(Dataset entries)
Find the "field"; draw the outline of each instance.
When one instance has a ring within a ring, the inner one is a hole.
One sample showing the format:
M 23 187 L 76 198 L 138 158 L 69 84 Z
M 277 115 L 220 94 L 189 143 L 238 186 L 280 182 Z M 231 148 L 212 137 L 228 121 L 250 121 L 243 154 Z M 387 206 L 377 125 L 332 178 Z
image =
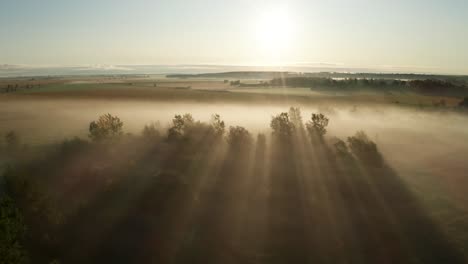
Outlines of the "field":
M 40 247 L 29 245 L 36 250 L 32 254 L 47 261 L 68 261 L 64 263 L 104 260 L 109 254 L 121 263 L 150 259 L 167 263 L 221 263 L 225 259 L 246 263 L 312 260 L 336 263 L 346 258 L 327 259 L 334 254 L 348 256 L 353 263 L 381 263 L 389 256 L 388 263 L 408 260 L 408 256 L 414 257 L 414 261 L 408 263 L 464 262 L 468 256 L 468 114 L 455 107 L 461 98 L 412 92 L 327 92 L 308 87 L 258 87 L 257 84 L 265 80 L 243 81 L 247 85 L 232 86 L 216 78 L 164 76 L 0 80 L 0 87 L 19 84 L 15 92 L 0 94 L 0 134 L 14 131 L 24 145 L 21 148 L 33 149 L 32 154 L 24 158 L 28 162 L 37 156 L 47 156 L 44 153 L 49 150 L 44 149 L 60 145 L 66 139 L 77 136 L 86 140 L 90 122 L 106 113 L 119 117 L 123 132 L 128 133 L 127 139 L 115 143 L 115 147 L 104 151 L 106 154 L 102 156 L 99 154 L 102 146 L 92 146 L 92 150 L 83 150 L 86 155 L 73 156 L 70 159 L 73 162 L 62 161 L 63 166 L 39 166 L 41 176 L 50 170 L 54 175 L 65 177 L 50 176 L 49 179 L 46 175 L 44 181 L 52 185 L 40 183 L 39 189 L 55 190 L 57 193 L 52 192 L 52 200 L 54 196 L 70 200 L 70 208 L 63 210 L 63 215 L 72 217 L 65 226 L 78 231 L 67 230 L 63 232 L 64 237 L 57 238 L 65 241 L 65 245 L 38 242 L 42 249 L 49 250 L 46 253 L 39 253 Z M 29 85 L 32 88 L 23 88 Z M 442 100 L 443 105 L 436 104 Z M 297 131 L 303 130 L 303 134 L 296 132 L 298 134 L 291 136 L 293 141 L 286 145 L 274 143 L 278 135 L 272 134 L 270 121 L 277 114 L 288 112 L 290 107 L 300 108 L 304 122 L 310 120 L 312 113 L 323 113 L 329 118 L 323 141 L 314 145 L 314 139 L 306 140 L 306 129 L 301 123 L 295 127 Z M 226 130 L 230 126 L 242 126 L 249 131 L 254 143 L 242 141 L 245 139 L 232 143 L 228 136 L 228 145 L 221 147 L 226 140 L 220 143 L 196 134 L 190 144 L 180 148 L 179 143 L 157 139 L 152 143 L 153 150 L 147 143 L 138 141 L 143 127 L 153 122 L 158 135 L 164 138 L 165 131 L 173 125 L 174 115 L 185 113 L 203 124 L 209 123 L 213 114 L 219 114 Z M 329 150 L 336 146 L 338 138 L 346 141 L 361 130 L 368 139 L 356 138 L 365 144 L 375 142 L 378 155 L 383 158 L 382 167 L 379 165 L 376 169 L 375 164 L 366 162 L 356 165 Z M 259 133 L 266 136 L 263 140 L 267 143 L 261 143 L 262 136 L 257 138 Z M 309 143 L 301 144 L 306 141 Z M 240 147 L 248 144 L 254 147 Z M 90 157 L 101 163 L 88 161 Z M 11 159 L 4 155 L 4 163 Z M 118 165 L 109 165 L 109 161 Z M 156 165 L 150 165 L 152 162 Z M 259 165 L 261 162 L 264 164 Z M 102 170 L 102 175 L 89 173 L 105 176 L 105 180 L 85 176 L 77 179 L 88 173 L 81 172 L 85 165 L 80 164 L 101 166 L 87 170 Z M 28 166 L 24 166 L 24 171 L 21 167 L 16 172 L 14 169 L 8 172 L 6 167 L 3 170 L 7 174 L 21 174 L 34 172 L 33 168 L 38 165 Z M 126 171 L 142 180 L 125 178 Z M 147 177 L 155 171 L 178 177 L 192 175 L 192 178 L 181 180 L 189 187 L 177 185 L 174 193 L 168 193 L 164 184 L 173 186 L 174 183 L 155 184 L 153 181 L 157 180 Z M 219 173 L 225 177 L 217 179 L 214 175 Z M 288 173 L 297 175 L 294 181 L 281 176 Z M 318 176 L 307 178 L 309 174 Z M 109 175 L 117 176 L 113 179 Z M 353 175 L 362 177 L 359 183 L 347 178 Z M 263 182 L 266 179 L 268 184 Z M 112 183 L 114 181 L 117 183 Z M 83 196 L 82 200 L 69 198 L 66 191 L 58 189 L 64 186 L 78 198 Z M 112 188 L 106 189 L 108 186 Z M 124 190 L 126 186 L 128 190 Z M 210 189 L 213 186 L 217 187 Z M 82 188 L 96 190 L 81 193 Z M 222 188 L 226 189 L 225 193 L 218 193 L 223 192 Z M 257 192 L 272 195 L 250 197 Z M 163 202 L 166 198 L 167 204 Z M 220 199 L 219 204 L 212 202 L 217 199 Z M 204 201 L 206 205 L 203 206 Z M 297 202 L 292 208 L 291 201 Z M 61 206 L 64 205 L 58 207 Z M 152 208 L 160 211 L 151 213 Z M 101 209 L 104 211 L 96 213 Z M 141 219 L 140 214 L 144 215 Z M 290 218 L 285 217 L 287 215 Z M 269 219 L 269 229 L 263 230 L 259 223 L 267 221 L 268 217 L 276 219 Z M 116 222 L 106 223 L 108 219 Z M 313 225 L 303 224 L 304 219 L 310 219 Z M 96 225 L 108 224 L 111 229 L 104 228 L 105 234 L 91 234 L 91 231 L 79 234 L 79 230 L 92 226 L 93 221 Z M 321 225 L 325 226 L 326 234 L 320 232 Z M 170 227 L 169 231 L 165 232 L 165 227 Z M 243 228 L 252 234 L 240 232 Z M 152 232 L 153 236 L 145 232 Z M 270 237 L 271 233 L 277 236 Z M 214 238 L 206 234 L 213 234 Z M 294 237 L 299 234 L 300 238 Z M 255 236 L 263 237 L 256 239 Z M 281 238 L 280 242 L 277 238 Z M 216 245 L 210 239 L 226 244 Z M 86 244 L 83 252 L 70 250 L 80 241 Z M 104 241 L 113 242 L 99 244 Z M 136 241 L 144 241 L 145 247 L 131 244 Z M 318 245 L 319 241 L 323 244 Z M 403 242 L 407 244 L 402 245 Z M 305 245 L 315 245 L 322 253 L 307 255 L 304 252 L 309 249 Z M 119 252 L 122 248 L 128 252 Z M 371 252 L 373 248 L 377 248 L 376 252 Z M 132 250 L 137 253 L 131 253 Z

Description of the task = Leaving out any pictures, write the records above out exactly as they are.

Answer space =
Find the "field"; draw the outline of each instance.
When one instance has a ring within a ring, the inner one is a hole.
One sample showing the format:
M 23 187 L 76 198 L 138 158 L 69 84 Z
M 277 115 L 220 94 L 189 143 L 238 186 L 280 182 Z M 231 148 L 212 137 L 228 121 L 250 121 L 243 154 Z M 387 206 L 377 125 L 332 178 Z
image =
Outlines of the "field":
M 40 247 L 29 245 L 36 250 L 32 254 L 47 261 L 68 261 L 64 263 L 104 260 L 109 254 L 121 263 L 150 259 L 167 263 L 221 263 L 225 259 L 246 263 L 312 260 L 336 263 L 346 258 L 327 259 L 334 254 L 348 256 L 353 263 L 381 263 L 389 256 L 388 263 L 408 260 L 408 256 L 414 257 L 414 261 L 408 263 L 464 262 L 468 256 L 468 114 L 455 107 L 461 98 L 412 92 L 327 92 L 308 87 L 258 87 L 257 84 L 265 80 L 243 81 L 247 85 L 232 86 L 216 78 L 164 76 L 0 80 L 0 87 L 19 84 L 15 92 L 0 94 L 0 134 L 14 131 L 24 145 L 21 148 L 33 149 L 32 154 L 24 158 L 28 162 L 37 156 L 47 156 L 44 153 L 49 150 L 44 149 L 60 145 L 66 139 L 77 136 L 86 140 L 90 122 L 106 113 L 119 117 L 123 132 L 128 133 L 127 139 L 115 143 L 115 147 L 104 151 L 106 154 L 102 156 L 99 154 L 102 146 L 92 146 L 92 150 L 83 150 L 86 155 L 73 156 L 70 159 L 73 162 L 62 161 L 63 166 L 39 166 L 41 176 L 50 170 L 54 175 L 65 177 L 50 176 L 49 179 L 46 175 L 44 181 L 52 185 L 40 183 L 39 189 L 55 190 L 57 193 L 52 192 L 52 200 L 54 196 L 70 200 L 70 208 L 63 210 L 63 215 L 72 217 L 65 226 L 78 231 L 67 230 L 63 232 L 64 237 L 57 238 L 65 241 L 65 245 L 38 242 L 42 249 L 49 250 L 46 253 L 39 253 Z M 29 85 L 32 88 L 23 88 Z M 442 100 L 443 105 L 436 104 Z M 297 131 L 303 130 L 303 134 L 296 132 L 298 134 L 291 136 L 293 141 L 286 145 L 274 143 L 278 135 L 272 134 L 270 121 L 277 114 L 288 112 L 290 107 L 300 108 L 304 122 L 310 120 L 312 113 L 323 113 L 329 118 L 323 141 L 314 145 L 314 139 L 306 140 L 306 129 L 301 123 L 295 127 Z M 226 130 L 230 126 L 242 126 L 249 131 L 254 143 L 242 141 L 245 139 L 232 143 L 228 136 L 228 145 L 221 147 L 226 140 L 220 143 L 196 134 L 190 144 L 180 148 L 179 143 L 157 139 L 152 143 L 153 150 L 147 143 L 138 141 L 143 127 L 153 122 L 158 135 L 164 138 L 165 131 L 173 125 L 174 115 L 185 113 L 203 124 L 209 123 L 213 114 L 219 114 Z M 329 150 L 336 146 L 338 138 L 346 141 L 361 130 L 368 139 L 356 138 L 365 144 L 375 142 L 378 155 L 383 158 L 382 167 L 379 165 L 376 169 L 375 164 L 366 162 L 356 165 Z M 259 133 L 266 136 L 263 140 L 267 143 L 261 143 L 262 136 L 257 138 Z M 309 143 L 301 144 L 306 141 Z M 240 147 L 248 144 L 254 147 Z M 90 157 L 101 163 L 88 161 Z M 11 159 L 4 155 L 4 163 Z M 118 165 L 109 165 L 109 161 Z M 156 165 L 150 165 L 152 162 Z M 259 165 L 261 162 L 264 164 Z M 102 170 L 102 175 L 89 173 L 105 176 L 105 180 L 85 176 L 77 179 L 88 173 L 81 172 L 85 165 L 80 164 L 101 166 L 87 170 Z M 28 166 L 24 166 L 24 171 L 21 167 L 16 172 L 14 169 L 8 172 L 6 167 L 3 170 L 7 174 L 21 174 L 34 172 L 33 168 L 38 165 Z M 126 171 L 142 180 L 125 178 Z M 147 177 L 155 171 L 178 177 L 192 175 L 192 178 L 181 180 L 189 187 L 177 185 L 174 193 L 168 193 L 164 184 L 173 186 L 174 183 L 155 184 L 153 181 L 157 180 Z M 219 173 L 225 177 L 217 179 L 214 175 Z M 288 173 L 297 175 L 294 181 L 281 176 Z M 318 176 L 307 178 L 309 174 Z M 109 175 L 117 176 L 113 179 Z M 353 175 L 362 177 L 359 183 L 347 178 Z M 263 182 L 266 179 L 268 184 Z M 112 183 L 114 181 L 117 183 Z M 83 196 L 82 200 L 69 198 L 66 191 L 58 189 L 64 186 L 78 198 Z M 112 188 L 106 189 L 108 186 Z M 124 190 L 126 186 L 128 190 Z M 210 189 L 213 186 L 217 187 Z M 82 188 L 96 190 L 81 193 Z M 222 188 L 226 189 L 225 193 L 218 193 L 223 192 Z M 257 192 L 272 195 L 250 197 Z M 163 202 L 166 198 L 167 204 Z M 220 199 L 219 204 L 212 202 L 217 199 Z M 204 201 L 206 205 L 203 206 Z M 297 202 L 292 208 L 291 201 Z M 61 206 L 64 205 L 58 207 Z M 152 208 L 160 211 L 151 213 Z M 101 209 L 104 211 L 96 213 Z M 141 219 L 140 214 L 144 215 Z M 290 218 L 285 217 L 287 215 Z M 269 219 L 269 229 L 263 230 L 259 223 L 267 221 L 268 217 L 276 219 Z M 116 222 L 106 223 L 108 219 Z M 313 225 L 303 224 L 304 219 L 310 219 Z M 96 225 L 108 224 L 111 229 L 104 228 L 105 234 L 91 234 L 91 231 L 79 234 L 79 230 L 92 226 L 93 221 Z M 321 225 L 325 226 L 326 234 L 320 232 Z M 170 227 L 169 231 L 165 232 L 165 227 Z M 243 228 L 252 234 L 240 232 Z M 152 232 L 153 236 L 145 232 Z M 270 237 L 271 233 L 277 236 Z M 214 238 L 206 234 L 213 234 Z M 294 237 L 299 234 L 300 238 Z M 255 236 L 263 237 L 256 239 Z M 281 238 L 280 242 L 277 238 Z M 216 245 L 210 239 L 226 244 Z M 86 244 L 83 252 L 70 250 L 80 241 Z M 104 241 L 113 242 L 99 244 Z M 136 241 L 144 241 L 145 247 L 131 244 Z M 318 245 L 319 241 L 323 244 Z M 403 242 L 407 244 L 402 245 Z M 305 245 L 315 245 L 322 253 L 307 255 L 304 252 L 309 249 Z M 119 252 L 122 248 L 128 252 Z M 371 252 L 373 248 L 377 248 L 376 252 Z M 132 250 L 137 253 L 131 253 Z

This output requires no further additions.